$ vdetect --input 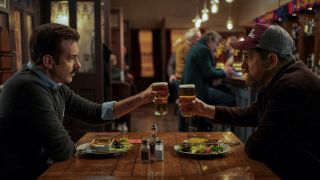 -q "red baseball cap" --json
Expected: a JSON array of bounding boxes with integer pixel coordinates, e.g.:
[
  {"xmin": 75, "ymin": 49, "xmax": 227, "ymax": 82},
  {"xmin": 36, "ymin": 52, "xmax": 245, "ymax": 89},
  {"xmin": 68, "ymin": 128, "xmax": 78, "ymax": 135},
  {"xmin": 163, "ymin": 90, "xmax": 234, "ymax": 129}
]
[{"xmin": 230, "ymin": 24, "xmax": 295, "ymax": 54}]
————
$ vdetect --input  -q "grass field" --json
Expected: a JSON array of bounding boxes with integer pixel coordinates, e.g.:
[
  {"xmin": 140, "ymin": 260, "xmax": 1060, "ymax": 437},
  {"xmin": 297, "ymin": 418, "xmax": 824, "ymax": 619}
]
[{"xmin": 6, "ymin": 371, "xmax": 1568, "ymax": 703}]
————
WHAT YOU WILL DO » Please locate every line above that contains the string "xmax", and copy each of those lines in full.

RESULT OF THIS TASK »
  {"xmin": 75, "ymin": 49, "xmax": 227, "ymax": 82},
  {"xmin": 36, "ymin": 52, "xmax": 245, "ymax": 89},
  {"xmin": 68, "ymin": 128, "xmax": 78, "ymax": 135},
  {"xmin": 163, "ymin": 90, "xmax": 234, "ymax": 129}
[{"xmin": 230, "ymin": 24, "xmax": 295, "ymax": 54}]
  {"xmin": 140, "ymin": 260, "xmax": 1060, "ymax": 437},
  {"xmin": 297, "ymin": 418, "xmax": 824, "ymax": 619}
[{"xmin": 6, "ymin": 371, "xmax": 1568, "ymax": 703}]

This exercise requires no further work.